[TEXT Boundary: Start]

Dr. Louis T Wright, an inspiration for the character of Algernon Edwards
Investigating medical developments from 1900 to get a sense of the show’s pool of potential material, it’s easy to understand why The Knick’s showrunners might be willing to fudge historical fidelity. Medicine evolved in gradual revelations, rather than sudden ‘Eureka!’ moment snips and hacks on the operating table. And though 1900 carried with it the expected, symbolic feel of a new era, most of the major developments of that year were tweaks on their way to or building off of medical breakthroughs. We’re likely to see Knick doctors experimenting with newly isolated epinephrine and emergency medicine, or picking up the first Bayer Aspirin to thin patients’ blood and aid with heart attacks. The year also bore witness to plague in San Francisco, which might prompt plot points around quarantines. Hopefully the show will find a way to engage with 1900’s revolutions in medical ethics, when doctors began experimenting with diseases on consenting healthy subjects rather than, as in the past, injecting poor people with the plague just to see what would happen. It’d be a hard storyline to craft, but it could be rewarding to see doctors on The Knick stumble their way through ethical experimentation on the physically sound, not just the terminally desperate.
Top: A skin grafting technique for treating syphilis injuries, used on The Knick Bottom: Pre-1904 Ad for Bayer products, including Heroin
Chances are that Soderbergh and company won’t rely on the developments of 1900 alone to inform the show’s arc, but will cherry-pick from the real-life innovations of the doctors who inspired the characters. In Thackery’s case, that means emergency blood transfusions performed on family members, skin grafts and brutal cauterizations on syphilitic faces, gallbladder operations at 2 AM on the kitchen table, and radical mastectomies. We’re also likely to see advances in eye-popping surgeries on arteries in aneurysm patients, goiters, ruptured intestines, thyroids, and tuberculosis-ridden lungs. But if the show is true to Halsted’s obsession with sterility, then the show will also progress beyond blood and gore as Thackery develops mattress sutures and hemostats to control bleeding and pushes surgical gloves on the hospital. Beyond Halsted, the influences behind the other doctors on the show, like Louis T. Wright (1891-1952), the pioneering black surgeon and civil rights advocate upon whom Andre Holland’s character of Algernon Edwards was modeled, can bring the drama beyond surgical innovation and into the development of cancer drugs, vaccinations, and antibiotics. If that sounds a bit duller, consider potential scenes showing pre-Wright treatments, involving acids and arsenic paste used on growths, and patients on proto-chemo.
The early 20th century was awash in experiments with peg legs, toxic radium cure-alls, and intentional malarial infections and mercury poisoning to fight STDs. But while The Knick wants us to acknowledge the insanity of some these older cures, and question our own confidence in modern medicine’s certitude and civility, it’s also fundamentally a tale of determined progress and inspired good. So it’s far more likely that we’ll see, through the gore and confusion, lessening body counts and blood spills, growing awareness, and honest, if bumbling and misinformed, efforts to inch towards the ethical and effective, hopefully lending a tinge of optimism to a bloody, yet illuminating show.

[TEXT Boundary: End]

> **QUESTIONS TO ANSWER**:
[a] List the experiments that the piece on The Knick says the early 20th century was awash in.
[b] Copy a passage from the piece on The Knick word for word. Start at the words "The early 20th" and end after "yet illuminating show.".
[c] Answer these questions from the piece on The Knick:
(i) Where did plague occur in 1900?
(ii) Which actor plays Algernon Edwards?
(iii) What years are given for Louis T. Wright?

[DATA EXTRACT Boundary: Start]

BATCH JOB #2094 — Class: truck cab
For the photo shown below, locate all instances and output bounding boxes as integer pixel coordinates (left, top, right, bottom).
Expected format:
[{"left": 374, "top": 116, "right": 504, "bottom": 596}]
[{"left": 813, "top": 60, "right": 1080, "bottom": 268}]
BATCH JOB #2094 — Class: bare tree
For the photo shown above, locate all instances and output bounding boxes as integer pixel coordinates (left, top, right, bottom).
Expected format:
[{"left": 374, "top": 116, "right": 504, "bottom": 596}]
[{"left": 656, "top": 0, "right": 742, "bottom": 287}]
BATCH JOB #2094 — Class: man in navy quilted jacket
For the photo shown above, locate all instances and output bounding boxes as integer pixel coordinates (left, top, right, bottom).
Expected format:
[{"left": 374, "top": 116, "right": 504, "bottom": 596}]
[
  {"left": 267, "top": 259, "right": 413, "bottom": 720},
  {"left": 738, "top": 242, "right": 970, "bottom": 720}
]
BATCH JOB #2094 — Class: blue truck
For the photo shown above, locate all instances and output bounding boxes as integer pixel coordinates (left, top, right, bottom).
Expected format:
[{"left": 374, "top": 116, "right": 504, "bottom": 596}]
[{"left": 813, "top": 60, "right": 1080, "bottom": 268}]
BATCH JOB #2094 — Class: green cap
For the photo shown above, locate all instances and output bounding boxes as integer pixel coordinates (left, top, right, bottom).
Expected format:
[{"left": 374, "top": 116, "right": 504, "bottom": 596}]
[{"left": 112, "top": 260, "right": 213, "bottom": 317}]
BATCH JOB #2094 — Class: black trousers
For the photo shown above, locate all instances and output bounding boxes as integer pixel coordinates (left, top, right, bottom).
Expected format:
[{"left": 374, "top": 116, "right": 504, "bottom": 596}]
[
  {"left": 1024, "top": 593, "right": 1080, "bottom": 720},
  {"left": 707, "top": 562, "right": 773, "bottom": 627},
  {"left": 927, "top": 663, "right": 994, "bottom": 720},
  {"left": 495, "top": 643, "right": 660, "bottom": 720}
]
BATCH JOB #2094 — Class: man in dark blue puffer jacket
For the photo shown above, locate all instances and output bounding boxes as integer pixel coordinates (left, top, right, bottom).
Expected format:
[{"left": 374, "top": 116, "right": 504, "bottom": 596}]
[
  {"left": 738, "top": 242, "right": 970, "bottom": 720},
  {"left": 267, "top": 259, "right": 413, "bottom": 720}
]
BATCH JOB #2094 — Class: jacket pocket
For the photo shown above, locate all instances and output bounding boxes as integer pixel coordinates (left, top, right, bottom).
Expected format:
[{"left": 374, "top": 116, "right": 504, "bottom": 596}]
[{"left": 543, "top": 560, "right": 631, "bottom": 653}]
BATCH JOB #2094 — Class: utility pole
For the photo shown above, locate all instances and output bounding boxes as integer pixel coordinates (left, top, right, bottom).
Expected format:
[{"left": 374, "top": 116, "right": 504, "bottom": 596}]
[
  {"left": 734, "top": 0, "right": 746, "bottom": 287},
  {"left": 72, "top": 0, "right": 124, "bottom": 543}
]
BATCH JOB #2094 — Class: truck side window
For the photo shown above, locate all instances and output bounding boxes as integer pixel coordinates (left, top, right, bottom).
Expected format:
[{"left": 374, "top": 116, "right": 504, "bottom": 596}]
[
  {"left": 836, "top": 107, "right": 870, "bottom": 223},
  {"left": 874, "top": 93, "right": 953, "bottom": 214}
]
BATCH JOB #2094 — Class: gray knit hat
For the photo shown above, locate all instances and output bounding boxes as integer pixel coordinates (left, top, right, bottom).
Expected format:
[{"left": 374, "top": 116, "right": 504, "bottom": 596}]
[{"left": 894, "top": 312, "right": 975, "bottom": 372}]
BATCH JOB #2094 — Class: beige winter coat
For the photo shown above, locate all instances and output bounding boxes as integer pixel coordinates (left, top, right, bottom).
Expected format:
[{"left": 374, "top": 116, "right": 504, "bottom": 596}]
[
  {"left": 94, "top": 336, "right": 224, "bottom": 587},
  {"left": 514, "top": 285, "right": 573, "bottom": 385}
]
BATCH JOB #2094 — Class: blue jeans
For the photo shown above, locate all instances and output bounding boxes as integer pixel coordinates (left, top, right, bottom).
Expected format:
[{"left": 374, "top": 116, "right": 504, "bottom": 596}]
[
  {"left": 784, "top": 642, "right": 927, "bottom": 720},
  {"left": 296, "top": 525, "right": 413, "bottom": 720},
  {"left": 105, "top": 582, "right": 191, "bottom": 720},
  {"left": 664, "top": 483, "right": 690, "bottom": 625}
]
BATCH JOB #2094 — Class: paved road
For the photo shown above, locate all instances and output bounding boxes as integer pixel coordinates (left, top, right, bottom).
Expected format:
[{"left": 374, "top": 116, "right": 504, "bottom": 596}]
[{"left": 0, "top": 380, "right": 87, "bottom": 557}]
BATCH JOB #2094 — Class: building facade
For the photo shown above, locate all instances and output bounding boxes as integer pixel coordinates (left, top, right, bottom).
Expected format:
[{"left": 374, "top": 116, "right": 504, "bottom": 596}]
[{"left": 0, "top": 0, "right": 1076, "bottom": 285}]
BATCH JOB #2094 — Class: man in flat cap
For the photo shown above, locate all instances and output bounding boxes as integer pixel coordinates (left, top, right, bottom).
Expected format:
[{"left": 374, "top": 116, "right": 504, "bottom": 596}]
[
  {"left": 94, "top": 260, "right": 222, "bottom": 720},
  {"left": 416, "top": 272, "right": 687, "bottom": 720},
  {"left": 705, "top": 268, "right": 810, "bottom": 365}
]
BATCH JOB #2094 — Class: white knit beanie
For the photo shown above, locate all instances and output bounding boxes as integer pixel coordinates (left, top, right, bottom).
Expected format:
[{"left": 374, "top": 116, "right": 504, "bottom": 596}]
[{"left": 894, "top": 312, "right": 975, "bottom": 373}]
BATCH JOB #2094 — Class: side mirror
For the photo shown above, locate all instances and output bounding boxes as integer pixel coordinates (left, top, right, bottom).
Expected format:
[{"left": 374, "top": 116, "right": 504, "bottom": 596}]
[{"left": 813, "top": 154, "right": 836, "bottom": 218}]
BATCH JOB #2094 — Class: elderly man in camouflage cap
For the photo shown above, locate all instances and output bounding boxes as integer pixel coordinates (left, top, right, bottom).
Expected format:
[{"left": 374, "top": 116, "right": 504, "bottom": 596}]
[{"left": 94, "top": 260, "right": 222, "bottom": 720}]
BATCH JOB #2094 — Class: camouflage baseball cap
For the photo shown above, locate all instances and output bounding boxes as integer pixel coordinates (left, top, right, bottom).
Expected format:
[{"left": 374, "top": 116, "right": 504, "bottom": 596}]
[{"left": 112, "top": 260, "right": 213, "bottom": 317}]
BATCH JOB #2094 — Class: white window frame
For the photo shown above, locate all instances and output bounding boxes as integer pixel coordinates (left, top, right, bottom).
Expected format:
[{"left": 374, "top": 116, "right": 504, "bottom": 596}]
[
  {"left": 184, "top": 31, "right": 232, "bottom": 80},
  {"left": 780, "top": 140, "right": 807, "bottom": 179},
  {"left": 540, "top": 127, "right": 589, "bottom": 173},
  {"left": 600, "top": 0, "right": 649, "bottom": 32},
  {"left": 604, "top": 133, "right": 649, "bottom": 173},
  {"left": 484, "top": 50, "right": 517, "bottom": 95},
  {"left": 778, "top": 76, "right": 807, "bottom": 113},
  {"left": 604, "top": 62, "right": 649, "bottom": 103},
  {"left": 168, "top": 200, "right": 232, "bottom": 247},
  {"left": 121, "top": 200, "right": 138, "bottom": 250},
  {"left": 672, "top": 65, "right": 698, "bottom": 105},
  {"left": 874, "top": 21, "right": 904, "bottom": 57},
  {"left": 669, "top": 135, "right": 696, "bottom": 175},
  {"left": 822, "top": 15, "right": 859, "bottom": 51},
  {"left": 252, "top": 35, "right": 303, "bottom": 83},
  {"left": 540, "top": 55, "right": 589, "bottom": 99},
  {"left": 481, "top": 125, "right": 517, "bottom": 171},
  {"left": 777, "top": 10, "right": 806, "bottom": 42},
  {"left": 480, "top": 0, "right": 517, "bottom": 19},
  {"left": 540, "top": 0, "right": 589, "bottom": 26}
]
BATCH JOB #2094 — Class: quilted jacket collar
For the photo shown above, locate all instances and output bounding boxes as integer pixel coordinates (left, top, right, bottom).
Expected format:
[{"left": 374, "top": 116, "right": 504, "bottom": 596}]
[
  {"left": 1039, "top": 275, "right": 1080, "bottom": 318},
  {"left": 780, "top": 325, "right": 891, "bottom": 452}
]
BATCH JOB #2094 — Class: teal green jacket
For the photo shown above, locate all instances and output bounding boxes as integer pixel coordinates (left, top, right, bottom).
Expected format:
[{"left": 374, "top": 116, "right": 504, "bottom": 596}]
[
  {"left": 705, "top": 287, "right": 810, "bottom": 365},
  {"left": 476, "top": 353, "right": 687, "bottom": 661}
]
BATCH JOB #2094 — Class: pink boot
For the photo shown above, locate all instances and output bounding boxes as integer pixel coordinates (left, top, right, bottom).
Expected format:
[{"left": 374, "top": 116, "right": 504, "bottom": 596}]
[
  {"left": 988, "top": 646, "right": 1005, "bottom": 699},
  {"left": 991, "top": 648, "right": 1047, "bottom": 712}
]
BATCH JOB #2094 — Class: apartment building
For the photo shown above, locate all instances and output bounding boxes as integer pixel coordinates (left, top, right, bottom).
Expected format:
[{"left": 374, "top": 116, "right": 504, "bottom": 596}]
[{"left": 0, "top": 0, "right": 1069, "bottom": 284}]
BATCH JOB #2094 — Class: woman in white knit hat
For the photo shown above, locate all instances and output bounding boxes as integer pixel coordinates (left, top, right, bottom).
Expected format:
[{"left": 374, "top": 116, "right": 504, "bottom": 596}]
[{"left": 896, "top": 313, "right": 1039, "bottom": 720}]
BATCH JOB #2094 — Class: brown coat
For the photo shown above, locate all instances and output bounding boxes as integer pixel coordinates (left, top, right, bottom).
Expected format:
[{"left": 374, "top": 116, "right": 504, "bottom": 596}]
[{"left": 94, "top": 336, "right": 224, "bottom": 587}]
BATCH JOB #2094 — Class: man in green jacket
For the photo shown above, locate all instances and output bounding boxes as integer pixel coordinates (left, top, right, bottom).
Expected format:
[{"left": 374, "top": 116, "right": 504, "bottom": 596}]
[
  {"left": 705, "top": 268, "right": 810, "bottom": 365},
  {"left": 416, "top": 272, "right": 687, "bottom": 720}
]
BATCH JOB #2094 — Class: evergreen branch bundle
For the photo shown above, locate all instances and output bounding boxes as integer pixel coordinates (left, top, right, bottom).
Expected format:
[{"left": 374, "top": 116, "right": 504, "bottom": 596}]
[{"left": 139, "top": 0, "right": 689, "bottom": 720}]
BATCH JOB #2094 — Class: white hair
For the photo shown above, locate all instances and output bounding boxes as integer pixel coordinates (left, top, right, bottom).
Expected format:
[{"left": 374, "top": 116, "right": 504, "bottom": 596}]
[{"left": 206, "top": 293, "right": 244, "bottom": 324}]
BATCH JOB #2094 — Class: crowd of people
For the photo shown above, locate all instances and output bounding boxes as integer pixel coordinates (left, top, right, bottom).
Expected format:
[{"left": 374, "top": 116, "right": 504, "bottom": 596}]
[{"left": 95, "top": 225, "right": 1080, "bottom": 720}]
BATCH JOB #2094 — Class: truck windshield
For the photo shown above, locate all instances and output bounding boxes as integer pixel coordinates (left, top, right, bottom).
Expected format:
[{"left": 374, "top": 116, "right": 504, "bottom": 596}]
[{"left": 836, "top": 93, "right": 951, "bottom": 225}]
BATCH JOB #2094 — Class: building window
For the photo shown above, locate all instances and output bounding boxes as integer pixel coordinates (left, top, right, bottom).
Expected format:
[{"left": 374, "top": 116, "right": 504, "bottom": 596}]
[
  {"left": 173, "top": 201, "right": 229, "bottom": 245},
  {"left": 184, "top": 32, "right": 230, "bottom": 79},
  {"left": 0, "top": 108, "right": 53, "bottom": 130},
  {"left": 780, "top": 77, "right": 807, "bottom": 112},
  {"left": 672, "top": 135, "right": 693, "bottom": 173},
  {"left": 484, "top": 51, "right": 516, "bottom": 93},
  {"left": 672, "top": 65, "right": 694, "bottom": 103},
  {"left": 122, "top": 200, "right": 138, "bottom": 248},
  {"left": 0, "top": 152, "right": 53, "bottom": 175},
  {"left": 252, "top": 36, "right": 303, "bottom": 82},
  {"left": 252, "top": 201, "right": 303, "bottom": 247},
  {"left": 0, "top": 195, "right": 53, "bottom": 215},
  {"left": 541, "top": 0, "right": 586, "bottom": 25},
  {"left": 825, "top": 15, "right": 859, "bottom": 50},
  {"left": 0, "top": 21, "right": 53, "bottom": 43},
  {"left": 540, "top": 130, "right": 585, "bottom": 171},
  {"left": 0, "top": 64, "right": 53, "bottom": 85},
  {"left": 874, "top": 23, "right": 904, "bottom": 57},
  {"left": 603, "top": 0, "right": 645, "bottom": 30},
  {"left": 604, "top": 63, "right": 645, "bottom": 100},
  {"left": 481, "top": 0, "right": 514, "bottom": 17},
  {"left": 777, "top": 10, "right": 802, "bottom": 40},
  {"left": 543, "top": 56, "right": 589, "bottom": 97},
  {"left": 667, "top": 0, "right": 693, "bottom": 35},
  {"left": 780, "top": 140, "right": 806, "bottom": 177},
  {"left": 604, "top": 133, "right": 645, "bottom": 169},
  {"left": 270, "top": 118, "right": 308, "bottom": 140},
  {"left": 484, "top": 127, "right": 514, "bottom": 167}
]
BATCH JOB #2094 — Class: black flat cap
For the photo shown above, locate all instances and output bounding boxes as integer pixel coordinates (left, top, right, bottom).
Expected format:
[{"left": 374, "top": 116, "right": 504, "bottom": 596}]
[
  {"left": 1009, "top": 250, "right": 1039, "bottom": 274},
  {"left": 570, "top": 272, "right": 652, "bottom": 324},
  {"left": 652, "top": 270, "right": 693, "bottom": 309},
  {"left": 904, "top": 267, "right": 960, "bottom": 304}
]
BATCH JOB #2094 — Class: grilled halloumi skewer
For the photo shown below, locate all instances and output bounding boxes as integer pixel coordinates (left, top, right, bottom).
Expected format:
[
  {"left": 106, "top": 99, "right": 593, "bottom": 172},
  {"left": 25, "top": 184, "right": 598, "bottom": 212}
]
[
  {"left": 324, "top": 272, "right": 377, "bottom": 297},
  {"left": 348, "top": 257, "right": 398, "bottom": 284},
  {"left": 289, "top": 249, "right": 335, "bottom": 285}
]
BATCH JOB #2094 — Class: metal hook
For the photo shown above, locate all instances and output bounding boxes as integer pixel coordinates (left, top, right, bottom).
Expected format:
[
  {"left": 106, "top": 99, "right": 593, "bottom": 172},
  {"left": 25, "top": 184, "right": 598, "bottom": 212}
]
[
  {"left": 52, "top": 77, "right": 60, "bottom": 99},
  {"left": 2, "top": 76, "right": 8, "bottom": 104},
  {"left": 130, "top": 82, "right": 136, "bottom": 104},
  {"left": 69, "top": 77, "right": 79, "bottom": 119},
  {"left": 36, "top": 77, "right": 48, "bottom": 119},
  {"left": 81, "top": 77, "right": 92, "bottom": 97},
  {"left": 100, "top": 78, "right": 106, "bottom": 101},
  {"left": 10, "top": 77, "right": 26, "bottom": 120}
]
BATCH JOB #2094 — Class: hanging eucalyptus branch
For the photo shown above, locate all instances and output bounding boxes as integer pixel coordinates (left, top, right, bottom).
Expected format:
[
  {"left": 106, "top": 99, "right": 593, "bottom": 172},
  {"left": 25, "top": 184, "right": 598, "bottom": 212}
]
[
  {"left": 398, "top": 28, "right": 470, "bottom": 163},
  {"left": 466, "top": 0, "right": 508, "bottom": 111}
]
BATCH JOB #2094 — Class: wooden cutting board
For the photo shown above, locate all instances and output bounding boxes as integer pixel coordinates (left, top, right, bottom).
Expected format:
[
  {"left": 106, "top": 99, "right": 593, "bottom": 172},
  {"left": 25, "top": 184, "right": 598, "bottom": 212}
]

[DATA EXTRACT Boundary: End]

> **SOLVED PROBLEMS**:
[a]
- Peg legs
- Toxic radium cure-alls
- Intentional malarial infections to fight STDs
- Mercury poisoning to fight STDs

[b]
The early 20th century was awash in experiments with peg legs, toxic radium cure-alls, and intentional malarial infections and mercury poisoning to fight STDs. But while The Knick wants us to acknowledge the insanity of some these older cures, and question our own confidence in modern medicine’s certitude and civility, it’s also fundamentally a tale of determined progress and inspired good. So it’s far more likely that we’ll see, through the gore and confusion, lessening body counts and blood spills, growing awareness, and honest, if bumbling and misinformed, efforts to inch towards the ethical and effective, hopefully lending a tinge of optimism to a bloody, yet illuminating show.

[c]
(i) San Francisco
(ii) Andre Holland
(iii) 1891-1952